— Records shown —
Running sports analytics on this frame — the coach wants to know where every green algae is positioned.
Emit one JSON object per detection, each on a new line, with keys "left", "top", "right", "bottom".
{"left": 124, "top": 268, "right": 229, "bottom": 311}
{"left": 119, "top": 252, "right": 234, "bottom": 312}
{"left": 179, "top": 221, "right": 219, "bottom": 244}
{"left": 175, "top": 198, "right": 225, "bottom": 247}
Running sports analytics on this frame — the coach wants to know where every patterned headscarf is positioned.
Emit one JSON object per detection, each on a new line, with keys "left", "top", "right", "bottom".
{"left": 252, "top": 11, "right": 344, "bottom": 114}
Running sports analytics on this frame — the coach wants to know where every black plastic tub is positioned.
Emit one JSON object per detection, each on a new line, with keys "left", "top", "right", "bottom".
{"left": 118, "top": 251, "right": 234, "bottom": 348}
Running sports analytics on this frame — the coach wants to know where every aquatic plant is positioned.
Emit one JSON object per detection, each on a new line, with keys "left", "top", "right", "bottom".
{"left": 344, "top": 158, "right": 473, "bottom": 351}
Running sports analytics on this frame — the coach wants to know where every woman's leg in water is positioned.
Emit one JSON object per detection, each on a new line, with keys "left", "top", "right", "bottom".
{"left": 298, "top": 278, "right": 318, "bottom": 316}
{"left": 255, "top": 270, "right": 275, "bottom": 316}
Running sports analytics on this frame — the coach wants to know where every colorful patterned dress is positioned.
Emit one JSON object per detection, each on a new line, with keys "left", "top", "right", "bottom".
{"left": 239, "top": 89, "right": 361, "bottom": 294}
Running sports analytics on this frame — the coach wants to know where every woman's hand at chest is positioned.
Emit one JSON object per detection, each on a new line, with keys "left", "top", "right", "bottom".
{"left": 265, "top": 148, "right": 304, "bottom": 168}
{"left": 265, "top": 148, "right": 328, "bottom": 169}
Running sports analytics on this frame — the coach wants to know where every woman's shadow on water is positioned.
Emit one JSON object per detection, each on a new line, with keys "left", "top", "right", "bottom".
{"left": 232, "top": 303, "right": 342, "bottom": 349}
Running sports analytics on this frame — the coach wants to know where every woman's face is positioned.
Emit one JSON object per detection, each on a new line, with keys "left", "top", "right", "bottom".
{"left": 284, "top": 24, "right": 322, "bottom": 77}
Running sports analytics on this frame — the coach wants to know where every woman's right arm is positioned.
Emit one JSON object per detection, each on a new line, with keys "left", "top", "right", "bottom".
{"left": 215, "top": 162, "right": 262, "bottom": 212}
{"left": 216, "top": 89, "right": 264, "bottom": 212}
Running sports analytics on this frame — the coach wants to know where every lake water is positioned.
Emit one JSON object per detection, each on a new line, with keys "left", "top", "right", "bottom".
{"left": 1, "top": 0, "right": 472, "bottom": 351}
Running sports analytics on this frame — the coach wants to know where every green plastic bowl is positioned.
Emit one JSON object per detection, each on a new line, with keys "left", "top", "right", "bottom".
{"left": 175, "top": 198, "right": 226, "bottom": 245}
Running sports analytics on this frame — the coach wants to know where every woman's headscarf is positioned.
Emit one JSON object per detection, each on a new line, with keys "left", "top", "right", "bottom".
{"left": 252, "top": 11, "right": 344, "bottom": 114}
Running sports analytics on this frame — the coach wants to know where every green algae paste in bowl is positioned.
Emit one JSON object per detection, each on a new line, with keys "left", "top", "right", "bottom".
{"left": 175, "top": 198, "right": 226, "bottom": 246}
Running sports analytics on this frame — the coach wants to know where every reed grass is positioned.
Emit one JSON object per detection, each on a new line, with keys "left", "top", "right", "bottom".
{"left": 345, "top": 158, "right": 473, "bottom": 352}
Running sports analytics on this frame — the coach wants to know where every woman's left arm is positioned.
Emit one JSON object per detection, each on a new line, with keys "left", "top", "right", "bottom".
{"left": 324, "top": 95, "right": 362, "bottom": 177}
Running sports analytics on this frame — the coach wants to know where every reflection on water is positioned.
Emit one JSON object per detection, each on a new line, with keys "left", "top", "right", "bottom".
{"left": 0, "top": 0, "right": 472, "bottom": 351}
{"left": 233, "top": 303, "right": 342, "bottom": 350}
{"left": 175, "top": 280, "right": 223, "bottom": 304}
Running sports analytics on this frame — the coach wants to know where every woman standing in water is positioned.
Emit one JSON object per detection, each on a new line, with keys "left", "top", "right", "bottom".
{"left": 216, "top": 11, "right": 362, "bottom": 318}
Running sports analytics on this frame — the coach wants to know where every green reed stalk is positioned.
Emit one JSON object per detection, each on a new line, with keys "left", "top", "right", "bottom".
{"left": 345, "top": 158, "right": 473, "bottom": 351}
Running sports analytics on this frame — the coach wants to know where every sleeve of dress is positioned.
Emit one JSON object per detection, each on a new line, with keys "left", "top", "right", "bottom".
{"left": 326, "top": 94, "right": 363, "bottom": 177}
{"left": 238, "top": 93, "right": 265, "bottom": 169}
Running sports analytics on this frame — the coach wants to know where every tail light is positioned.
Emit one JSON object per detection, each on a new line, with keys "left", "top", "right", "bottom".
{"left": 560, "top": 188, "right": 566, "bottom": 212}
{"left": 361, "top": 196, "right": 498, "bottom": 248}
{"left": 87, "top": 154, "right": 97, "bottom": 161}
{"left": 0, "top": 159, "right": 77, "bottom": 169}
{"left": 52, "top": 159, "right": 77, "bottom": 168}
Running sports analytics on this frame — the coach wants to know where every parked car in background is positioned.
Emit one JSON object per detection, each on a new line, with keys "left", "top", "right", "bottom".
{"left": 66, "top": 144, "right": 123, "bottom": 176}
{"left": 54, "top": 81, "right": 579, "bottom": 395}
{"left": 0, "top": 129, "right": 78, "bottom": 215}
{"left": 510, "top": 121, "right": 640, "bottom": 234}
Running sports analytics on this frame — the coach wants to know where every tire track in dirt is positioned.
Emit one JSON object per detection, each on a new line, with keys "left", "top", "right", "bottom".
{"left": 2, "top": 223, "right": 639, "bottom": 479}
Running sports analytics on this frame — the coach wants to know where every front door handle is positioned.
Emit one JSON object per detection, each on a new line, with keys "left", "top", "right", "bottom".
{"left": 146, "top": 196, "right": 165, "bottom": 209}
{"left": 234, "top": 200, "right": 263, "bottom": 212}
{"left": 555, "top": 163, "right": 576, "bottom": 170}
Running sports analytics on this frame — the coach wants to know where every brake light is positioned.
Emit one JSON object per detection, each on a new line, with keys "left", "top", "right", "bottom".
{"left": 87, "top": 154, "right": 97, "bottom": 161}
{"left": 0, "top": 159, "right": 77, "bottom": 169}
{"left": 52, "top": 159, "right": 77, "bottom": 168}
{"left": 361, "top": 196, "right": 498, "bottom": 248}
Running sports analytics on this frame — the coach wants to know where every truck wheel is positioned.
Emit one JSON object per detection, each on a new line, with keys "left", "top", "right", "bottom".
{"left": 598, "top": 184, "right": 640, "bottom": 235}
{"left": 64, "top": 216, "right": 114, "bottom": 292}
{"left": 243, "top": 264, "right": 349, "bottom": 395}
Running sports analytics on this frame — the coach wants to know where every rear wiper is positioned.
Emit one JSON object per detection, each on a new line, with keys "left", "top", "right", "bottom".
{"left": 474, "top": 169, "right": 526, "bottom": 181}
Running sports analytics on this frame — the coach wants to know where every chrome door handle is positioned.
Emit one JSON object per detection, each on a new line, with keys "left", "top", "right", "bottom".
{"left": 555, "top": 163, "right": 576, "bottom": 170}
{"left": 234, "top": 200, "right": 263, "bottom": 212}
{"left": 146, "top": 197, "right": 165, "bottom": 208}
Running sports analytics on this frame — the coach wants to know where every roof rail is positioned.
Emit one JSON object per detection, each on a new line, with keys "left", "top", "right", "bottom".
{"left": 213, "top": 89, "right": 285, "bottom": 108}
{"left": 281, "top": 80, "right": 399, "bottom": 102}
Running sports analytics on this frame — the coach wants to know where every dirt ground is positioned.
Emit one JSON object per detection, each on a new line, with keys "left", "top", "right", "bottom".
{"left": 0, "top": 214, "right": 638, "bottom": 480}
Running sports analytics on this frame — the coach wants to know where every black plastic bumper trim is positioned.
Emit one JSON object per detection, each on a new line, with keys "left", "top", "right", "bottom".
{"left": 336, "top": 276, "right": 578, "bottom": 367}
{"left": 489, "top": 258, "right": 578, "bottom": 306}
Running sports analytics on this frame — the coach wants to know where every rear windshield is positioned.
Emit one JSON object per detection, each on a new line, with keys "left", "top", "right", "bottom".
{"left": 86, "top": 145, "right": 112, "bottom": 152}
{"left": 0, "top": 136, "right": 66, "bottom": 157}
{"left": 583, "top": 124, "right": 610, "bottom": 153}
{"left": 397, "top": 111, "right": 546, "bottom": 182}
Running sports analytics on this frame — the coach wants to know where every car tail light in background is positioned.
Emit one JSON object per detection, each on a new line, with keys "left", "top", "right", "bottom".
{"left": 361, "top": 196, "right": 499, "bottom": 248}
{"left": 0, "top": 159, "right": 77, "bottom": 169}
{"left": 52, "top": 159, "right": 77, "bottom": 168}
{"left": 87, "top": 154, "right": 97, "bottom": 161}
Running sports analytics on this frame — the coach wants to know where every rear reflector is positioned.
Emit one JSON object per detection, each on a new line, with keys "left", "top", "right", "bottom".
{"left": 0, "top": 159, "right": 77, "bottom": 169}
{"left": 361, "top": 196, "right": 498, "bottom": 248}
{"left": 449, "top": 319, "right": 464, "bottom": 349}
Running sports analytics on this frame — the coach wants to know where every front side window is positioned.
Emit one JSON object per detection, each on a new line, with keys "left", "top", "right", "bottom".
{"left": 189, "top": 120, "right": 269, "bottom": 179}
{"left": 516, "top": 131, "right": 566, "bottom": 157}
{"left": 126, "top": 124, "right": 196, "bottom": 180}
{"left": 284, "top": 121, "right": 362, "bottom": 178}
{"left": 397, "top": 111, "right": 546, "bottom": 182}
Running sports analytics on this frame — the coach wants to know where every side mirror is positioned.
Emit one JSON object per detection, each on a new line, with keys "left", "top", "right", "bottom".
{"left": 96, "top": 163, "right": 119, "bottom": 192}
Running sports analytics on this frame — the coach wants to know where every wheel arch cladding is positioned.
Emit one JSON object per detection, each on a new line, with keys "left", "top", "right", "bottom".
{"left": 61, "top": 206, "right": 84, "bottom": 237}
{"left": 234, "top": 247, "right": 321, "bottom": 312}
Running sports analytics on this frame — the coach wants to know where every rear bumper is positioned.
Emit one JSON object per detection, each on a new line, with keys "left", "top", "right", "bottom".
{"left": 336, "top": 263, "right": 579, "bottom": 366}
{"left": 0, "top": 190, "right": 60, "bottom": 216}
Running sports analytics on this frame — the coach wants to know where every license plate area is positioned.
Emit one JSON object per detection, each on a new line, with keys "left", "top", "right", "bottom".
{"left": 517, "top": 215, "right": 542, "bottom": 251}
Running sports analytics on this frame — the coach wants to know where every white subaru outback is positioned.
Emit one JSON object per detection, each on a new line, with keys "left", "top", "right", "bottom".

— Exercise goal —
Scan the data for the string "green" and copy each line in which it occurs.

— Answer to this task —
Running sports analytics on this frame — the coach wants to know where every green algae is positioned.
Running sports analytics on this frame — the coach wants to know where every green plastic bowl is positioned.
Running sports analytics on this frame — the coach wants to know where every green algae paste in bowl is positioned.
Running sports analytics on this frame — the coach wants to know where every green reed stalk is positioned.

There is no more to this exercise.